Text segment -
** START **

I've found the language to be the greatest impediment on this issue. If we say Jesus' Sonship began with his birth we appear to deny his preexistence as Deity. If we say Jesus has been the Son of God eternally then we seem to claim he was eternally a human, which is absurd.

So Jesus, as a Person, existed from eternity. Jesus, who is *now* called the Son of God, eternally existed. But obviously Jesus was not always called the Son of God in the sense of his being a man eternally.

God exists in an eternal relationship between Himself as Source and His expression as Logos/Word. It would be like saying I as a manufacturer am distinct from the things I manufacture, or that I as an orator am distinct from the speeches I've made.

God and His expression are of the same essential substance. However, the substance obtains new substances and forms when God expresses Himself beyond the Source of that expression.

God created an expression of His own person in a new substance of flesh, in the form of a man. This was an additional substance and a new form beyond the source of this revelation.

And so, God as Father and God as Son took on a distinction when the Word became flesh or God became a Man. This reflects the eternal relationship God has had between Himself as Source and His expression in His Word.

When we say the Son of God existed from eternity "with God," we're not saying that the Son of God was in the form of the man Jesus from eternity. Nor are we even describing what that Person's form was before it took expression as a man. We are simply saying that God and His Word existed as an eternal distinction in an eternal relationship before God revealed Himself in the form of a man.

Describing the "Son of God" as a "person" before his formation as Jesus is a pure absurdity unless we are simply saying that he existed in essence from eternity. The Word of God from eternity was potentially the person Jesus and is potentially many more persons in other forms--we just don't know of them other than through theophanies.

To say Jesus *became the Son of God* in the sense of putting Deity upon a purely human Jesus is a heresy. This is Adoptionism, such as was held by the Jewish Ebionites.

** END **

Task objective - Copy word for word the part of the text on Jesus' Sonship that opens with the words containing "So Jesus, as" and closes with "a man eternally.". The items that come next are separate material, unrelated to the text on Jesus' Sonship.

Extracted entries -
** START **

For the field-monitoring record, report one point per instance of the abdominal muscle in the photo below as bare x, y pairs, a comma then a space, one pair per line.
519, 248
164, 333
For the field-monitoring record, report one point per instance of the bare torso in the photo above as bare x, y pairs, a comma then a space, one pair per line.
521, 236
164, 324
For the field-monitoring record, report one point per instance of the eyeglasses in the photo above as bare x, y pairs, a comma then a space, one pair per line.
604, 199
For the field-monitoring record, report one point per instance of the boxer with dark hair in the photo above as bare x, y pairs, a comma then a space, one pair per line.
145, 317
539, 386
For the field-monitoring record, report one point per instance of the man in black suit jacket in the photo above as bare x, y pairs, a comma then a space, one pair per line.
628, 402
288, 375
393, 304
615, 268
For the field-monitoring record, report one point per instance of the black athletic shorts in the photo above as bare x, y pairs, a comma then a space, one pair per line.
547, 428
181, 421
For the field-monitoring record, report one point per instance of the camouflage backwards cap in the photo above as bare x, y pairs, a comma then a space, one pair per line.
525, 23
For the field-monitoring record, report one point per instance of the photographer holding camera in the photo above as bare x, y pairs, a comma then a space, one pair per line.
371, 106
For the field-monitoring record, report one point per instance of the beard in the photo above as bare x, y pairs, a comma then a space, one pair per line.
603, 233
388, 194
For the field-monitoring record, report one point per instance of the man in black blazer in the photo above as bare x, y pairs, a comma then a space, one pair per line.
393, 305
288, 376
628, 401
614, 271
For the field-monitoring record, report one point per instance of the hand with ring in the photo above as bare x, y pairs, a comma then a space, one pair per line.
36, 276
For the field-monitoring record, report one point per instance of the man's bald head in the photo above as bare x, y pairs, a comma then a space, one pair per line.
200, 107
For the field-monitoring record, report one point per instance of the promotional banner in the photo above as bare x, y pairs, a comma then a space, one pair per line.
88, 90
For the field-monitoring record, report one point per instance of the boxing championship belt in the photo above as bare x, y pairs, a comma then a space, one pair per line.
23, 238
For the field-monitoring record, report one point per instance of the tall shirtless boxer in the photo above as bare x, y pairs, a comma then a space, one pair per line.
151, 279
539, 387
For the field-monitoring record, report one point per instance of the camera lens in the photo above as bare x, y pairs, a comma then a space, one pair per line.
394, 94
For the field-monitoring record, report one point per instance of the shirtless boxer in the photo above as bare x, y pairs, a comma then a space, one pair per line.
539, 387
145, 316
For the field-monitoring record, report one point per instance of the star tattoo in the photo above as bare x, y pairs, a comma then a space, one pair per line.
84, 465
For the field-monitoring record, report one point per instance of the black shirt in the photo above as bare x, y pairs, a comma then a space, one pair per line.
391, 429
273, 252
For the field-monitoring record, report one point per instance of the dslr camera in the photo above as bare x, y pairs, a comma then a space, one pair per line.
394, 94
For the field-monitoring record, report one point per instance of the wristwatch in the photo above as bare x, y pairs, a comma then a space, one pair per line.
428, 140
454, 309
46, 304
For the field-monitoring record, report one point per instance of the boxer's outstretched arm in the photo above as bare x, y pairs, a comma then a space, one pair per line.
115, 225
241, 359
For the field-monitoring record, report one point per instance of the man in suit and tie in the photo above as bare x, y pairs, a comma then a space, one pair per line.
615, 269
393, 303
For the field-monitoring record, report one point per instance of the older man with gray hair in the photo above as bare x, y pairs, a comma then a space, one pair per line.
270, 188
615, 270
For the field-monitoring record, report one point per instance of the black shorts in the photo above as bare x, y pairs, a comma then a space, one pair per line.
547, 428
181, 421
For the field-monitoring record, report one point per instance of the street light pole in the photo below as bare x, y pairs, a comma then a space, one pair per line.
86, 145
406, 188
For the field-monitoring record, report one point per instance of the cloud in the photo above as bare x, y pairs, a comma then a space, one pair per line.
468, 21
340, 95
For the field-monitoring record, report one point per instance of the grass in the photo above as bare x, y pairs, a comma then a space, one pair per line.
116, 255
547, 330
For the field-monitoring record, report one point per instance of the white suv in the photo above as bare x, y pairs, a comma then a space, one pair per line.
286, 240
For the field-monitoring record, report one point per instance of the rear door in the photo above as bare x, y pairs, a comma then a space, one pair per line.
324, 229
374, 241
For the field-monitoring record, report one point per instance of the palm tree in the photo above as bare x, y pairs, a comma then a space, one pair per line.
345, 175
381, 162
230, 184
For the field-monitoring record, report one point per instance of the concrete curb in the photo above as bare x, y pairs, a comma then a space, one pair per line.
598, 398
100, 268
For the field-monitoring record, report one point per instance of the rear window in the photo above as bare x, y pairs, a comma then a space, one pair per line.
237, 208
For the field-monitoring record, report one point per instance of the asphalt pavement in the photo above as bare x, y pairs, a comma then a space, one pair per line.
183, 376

** END **
** START **

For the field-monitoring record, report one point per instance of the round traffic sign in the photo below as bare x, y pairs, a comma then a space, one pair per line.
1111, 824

** END **

Result below -
So Jesus, as a Person, existed from eternity. Jesus, who is *now* called the Son of God, eternally existed. But obviously Jesus was not always called the Son of God in the sense of his being a man eternally.